** Opening Document section block **
Through a symptomatic reading of Freud’s corpus, from his letters to Fliess through the case of Little Hans to Moses and Montheism, this book demonstrates how “circumcision”—the fetishized signifier of Jewish difference and source of knowledge about Jewish identity—is central to Freud’s construction of psychoanalysis.
Jay Geller depicts Freud as an ordinary Viennese Jew making extraordinary attempts to mitigate the trauma of everyday antisemitism. He situates Freud at the nexus of antisemitic, misogynistic, colonialist, and homophobic discourses, both scientific and popular. These held in place the double bind of post-Emancipation and pre-Shoah Viennese Jewish life: the demand for complete assimilation into the dominant culture, accompanied by the assumption that Jews were constitutionally incapable of eliminating their difference. Incarnate in the figure of the circumcised (male) Jew, this difference haunted the Central European cultural imagination
and helped create, maintain, and confirm Central European identities and hierarchies.
** Closing Document section block **
** Opening Records supplied block **
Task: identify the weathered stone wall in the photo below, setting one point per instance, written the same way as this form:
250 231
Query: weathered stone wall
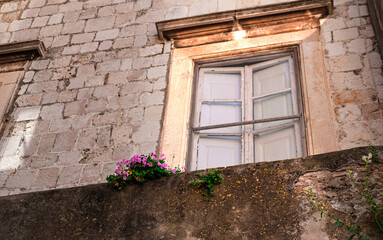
254 201
98 95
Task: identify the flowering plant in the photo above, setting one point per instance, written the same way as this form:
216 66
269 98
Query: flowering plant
139 169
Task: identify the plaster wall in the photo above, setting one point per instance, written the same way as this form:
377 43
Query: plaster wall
98 96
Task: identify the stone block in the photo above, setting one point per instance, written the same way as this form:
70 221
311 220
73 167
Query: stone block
348 113
375 60
105 45
60 125
82 38
21 179
142 4
95 81
82 121
52 30
40 21
50 97
36 3
137 75
357 46
38 162
69 158
67 96
9 7
123 20
74 108
140 41
9 163
118 78
133 30
49 10
56 19
27 113
70 7
160 60
96 105
149 99
107 34
354 96
65 141
9 146
47 177
76 27
345 34
54 111
84 94
30 13
25 35
29 100
123 42
19 25
126 64
106 91
346 63
69 175
150 51
106 119
335 49
139 63
103 137
157 72
91 173
61 41
122 134
89 47
182 11
109 66
71 50
87 139
98 24
71 17
4 27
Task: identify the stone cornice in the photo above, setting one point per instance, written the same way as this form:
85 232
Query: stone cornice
250 19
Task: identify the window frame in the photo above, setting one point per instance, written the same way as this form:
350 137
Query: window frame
264 57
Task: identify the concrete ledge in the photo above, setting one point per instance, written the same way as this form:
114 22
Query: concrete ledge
255 201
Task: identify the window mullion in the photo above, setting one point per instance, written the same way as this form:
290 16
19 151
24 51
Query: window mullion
249 115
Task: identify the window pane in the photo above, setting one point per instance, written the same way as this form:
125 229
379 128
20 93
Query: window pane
221 86
220 151
277 105
275 145
271 79
219 113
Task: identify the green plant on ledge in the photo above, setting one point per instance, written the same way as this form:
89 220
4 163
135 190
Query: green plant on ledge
376 209
208 181
139 169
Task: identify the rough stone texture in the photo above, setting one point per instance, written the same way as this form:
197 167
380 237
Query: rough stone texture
106 69
254 201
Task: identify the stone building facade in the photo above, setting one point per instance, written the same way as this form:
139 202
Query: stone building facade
99 92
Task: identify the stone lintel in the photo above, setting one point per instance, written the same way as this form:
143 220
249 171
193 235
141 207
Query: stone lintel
21 51
274 16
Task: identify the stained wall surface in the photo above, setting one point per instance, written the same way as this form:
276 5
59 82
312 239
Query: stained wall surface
255 201
99 94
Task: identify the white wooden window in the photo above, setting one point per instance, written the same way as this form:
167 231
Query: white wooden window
247 113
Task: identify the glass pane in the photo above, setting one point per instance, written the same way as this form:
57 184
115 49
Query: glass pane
219 113
221 86
271 79
220 151
275 145
277 105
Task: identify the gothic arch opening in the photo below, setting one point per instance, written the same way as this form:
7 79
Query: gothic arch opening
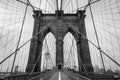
48 59
70 52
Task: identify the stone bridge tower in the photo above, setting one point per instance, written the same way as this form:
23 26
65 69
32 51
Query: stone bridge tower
59 24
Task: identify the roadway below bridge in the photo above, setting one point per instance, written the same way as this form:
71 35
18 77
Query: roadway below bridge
59 76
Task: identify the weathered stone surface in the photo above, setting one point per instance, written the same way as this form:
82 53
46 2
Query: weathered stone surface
59 27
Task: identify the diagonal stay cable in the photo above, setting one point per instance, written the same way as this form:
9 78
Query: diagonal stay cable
73 27
78 55
21 31
26 42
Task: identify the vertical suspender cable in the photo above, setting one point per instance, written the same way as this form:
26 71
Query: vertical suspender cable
96 36
57 4
19 41
61 4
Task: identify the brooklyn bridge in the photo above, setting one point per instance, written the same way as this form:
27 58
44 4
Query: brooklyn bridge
** Closing Records supplied block **
*Assigned task*. Please continue the description of the book on Freud and circumcision, picking up right after its last sentence.

*Reply to the exercise*.
Exploring overlapping layers of gender, sexuality, ethnicity, and race in identity construction, theories of trauma, fetishism, and writing, Geller looks at Freud’s representations of the Jewish body—especially circumcised penises and their displacements onto noses. He shows how Freud reinscribed the virile masculine norm and the at once hypervirile and effeminate Jewish other into the discourse of psychoanalysis.